---------- Entries supplied

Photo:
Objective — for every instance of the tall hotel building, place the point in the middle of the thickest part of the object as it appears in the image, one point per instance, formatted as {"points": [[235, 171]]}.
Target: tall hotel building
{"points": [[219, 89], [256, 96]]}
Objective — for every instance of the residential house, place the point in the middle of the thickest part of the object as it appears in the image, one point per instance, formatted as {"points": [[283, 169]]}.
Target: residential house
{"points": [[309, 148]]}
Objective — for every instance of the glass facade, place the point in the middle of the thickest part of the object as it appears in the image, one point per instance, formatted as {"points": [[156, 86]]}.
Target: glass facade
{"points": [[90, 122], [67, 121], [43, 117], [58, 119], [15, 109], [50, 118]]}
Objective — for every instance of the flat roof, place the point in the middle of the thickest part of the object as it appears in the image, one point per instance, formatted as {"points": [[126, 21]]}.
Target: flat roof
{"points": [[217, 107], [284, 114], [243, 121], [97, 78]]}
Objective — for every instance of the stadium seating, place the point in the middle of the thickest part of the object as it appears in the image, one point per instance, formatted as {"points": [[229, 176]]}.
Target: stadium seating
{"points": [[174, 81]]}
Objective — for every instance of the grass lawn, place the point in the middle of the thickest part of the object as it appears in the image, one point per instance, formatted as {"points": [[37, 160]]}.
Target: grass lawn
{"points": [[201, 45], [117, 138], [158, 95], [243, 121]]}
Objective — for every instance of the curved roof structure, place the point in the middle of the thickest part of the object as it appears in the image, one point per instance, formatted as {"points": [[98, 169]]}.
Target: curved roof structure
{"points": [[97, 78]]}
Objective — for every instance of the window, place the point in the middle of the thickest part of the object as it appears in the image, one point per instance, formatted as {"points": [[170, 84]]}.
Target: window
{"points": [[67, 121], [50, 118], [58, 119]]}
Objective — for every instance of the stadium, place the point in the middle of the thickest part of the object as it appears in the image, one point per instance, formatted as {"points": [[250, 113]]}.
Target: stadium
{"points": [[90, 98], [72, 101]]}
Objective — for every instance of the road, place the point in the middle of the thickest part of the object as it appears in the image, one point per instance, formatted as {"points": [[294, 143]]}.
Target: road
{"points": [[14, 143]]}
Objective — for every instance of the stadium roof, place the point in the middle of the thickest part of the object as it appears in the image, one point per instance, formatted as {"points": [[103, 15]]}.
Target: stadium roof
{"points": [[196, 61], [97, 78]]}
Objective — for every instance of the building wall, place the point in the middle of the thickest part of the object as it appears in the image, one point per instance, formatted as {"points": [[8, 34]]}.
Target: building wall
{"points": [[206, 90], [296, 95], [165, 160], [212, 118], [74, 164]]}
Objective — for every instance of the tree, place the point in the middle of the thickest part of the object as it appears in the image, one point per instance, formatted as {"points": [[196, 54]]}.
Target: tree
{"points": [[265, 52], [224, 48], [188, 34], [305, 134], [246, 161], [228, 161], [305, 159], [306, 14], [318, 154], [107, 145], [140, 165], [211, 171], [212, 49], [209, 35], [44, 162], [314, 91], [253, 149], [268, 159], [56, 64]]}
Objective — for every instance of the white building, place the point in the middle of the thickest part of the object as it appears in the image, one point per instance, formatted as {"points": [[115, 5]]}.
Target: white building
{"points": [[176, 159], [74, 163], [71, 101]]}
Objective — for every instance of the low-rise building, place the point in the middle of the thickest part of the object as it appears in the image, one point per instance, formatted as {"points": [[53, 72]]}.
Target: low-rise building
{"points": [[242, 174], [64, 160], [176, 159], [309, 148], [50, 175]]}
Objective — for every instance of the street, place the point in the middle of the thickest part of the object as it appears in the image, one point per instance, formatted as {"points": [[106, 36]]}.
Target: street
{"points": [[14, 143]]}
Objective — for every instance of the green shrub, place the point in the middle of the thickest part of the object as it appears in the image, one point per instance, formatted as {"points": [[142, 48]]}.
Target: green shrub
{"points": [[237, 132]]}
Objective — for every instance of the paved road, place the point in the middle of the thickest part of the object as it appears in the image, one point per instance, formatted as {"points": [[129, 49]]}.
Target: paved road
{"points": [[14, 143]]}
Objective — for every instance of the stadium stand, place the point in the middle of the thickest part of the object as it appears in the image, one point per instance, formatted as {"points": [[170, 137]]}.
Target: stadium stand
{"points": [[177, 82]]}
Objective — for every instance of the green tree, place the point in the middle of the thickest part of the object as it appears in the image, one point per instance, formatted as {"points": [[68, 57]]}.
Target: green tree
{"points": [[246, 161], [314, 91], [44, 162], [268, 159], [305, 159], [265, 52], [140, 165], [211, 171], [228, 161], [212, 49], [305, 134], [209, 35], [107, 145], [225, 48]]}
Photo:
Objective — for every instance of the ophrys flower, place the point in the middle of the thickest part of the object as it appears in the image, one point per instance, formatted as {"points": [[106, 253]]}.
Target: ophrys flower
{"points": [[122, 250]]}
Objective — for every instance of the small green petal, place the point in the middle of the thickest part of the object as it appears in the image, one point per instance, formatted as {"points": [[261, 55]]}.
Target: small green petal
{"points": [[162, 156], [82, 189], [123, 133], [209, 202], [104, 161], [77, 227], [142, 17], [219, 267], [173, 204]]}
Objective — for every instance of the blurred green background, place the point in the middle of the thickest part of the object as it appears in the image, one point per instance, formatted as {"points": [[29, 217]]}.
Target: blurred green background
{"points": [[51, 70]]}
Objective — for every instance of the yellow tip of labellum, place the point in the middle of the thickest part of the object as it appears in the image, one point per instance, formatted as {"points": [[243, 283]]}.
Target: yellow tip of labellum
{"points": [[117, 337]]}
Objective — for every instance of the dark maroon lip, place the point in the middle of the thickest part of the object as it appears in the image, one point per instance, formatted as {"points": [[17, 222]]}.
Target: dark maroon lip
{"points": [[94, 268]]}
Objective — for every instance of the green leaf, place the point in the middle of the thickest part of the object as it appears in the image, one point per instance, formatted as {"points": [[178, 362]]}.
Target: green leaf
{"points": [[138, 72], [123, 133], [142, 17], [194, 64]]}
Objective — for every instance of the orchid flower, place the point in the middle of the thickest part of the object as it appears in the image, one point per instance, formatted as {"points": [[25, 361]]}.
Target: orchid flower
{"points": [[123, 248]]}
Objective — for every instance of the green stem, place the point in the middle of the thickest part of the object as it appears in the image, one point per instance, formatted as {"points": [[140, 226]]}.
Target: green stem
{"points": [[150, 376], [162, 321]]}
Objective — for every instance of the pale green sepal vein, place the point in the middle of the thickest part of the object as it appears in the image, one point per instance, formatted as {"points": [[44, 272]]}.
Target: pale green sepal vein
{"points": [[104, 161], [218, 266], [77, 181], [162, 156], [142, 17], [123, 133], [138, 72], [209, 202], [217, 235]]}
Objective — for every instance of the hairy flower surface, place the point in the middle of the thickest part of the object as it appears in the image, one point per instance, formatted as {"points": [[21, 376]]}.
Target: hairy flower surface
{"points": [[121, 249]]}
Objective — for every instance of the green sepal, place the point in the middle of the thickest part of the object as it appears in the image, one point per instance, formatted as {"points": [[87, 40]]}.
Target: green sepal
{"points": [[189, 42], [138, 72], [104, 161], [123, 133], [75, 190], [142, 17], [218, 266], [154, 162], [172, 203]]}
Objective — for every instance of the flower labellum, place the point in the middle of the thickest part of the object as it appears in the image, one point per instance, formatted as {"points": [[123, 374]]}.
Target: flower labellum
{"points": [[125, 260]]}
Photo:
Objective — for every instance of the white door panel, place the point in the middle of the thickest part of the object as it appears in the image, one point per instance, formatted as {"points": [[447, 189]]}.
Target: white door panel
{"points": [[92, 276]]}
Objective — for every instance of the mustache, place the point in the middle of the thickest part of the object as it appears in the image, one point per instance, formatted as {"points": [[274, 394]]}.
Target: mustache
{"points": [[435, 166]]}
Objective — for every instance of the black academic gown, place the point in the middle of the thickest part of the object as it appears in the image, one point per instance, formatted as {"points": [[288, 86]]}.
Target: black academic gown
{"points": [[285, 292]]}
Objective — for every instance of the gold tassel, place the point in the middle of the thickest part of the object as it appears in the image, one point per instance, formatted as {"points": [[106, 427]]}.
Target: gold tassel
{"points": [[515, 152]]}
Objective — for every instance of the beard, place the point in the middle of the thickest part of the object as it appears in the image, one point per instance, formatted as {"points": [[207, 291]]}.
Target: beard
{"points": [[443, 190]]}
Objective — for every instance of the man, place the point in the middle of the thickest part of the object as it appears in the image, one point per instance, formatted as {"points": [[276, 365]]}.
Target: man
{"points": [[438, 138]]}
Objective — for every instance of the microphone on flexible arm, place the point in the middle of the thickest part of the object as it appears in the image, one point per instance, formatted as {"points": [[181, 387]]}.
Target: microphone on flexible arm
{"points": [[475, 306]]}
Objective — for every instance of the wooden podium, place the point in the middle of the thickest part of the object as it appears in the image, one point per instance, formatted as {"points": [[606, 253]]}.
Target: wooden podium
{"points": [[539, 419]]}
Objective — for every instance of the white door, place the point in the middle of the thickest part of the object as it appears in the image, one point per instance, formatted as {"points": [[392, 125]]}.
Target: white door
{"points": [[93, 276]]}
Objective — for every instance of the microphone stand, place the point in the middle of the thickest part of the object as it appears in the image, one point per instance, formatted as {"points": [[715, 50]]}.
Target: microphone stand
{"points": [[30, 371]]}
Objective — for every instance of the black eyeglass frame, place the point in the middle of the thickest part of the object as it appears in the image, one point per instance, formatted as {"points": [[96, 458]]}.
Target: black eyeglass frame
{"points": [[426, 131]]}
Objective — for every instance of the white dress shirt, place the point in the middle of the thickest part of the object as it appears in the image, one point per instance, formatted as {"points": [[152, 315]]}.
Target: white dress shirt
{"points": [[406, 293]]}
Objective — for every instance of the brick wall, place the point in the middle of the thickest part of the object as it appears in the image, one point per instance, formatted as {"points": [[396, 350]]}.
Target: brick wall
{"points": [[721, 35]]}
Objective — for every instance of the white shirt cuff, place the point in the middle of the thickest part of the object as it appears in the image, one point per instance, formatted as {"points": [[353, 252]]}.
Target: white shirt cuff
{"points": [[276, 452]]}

--------------------

What needs to be done ▸
Your task is to restate, word for word, the lines from the beginning of the records to the line with "Objective — for every instance of the residential", inclusive.

Answer section ▸
Photo:
Objective — for every instance of the tall hotel building, place the point in the middle of the thickest part of the object as it appears in the image, one point per instance, formatted as {"points": [[235, 171]]}.
Target: tall hotel building
{"points": [[219, 89], [256, 96]]}
Objective — for every instance of the residential house, place the point in the middle of the thickest part of the object as it appears in the image, one point per instance, formatted as {"points": [[283, 169]]}.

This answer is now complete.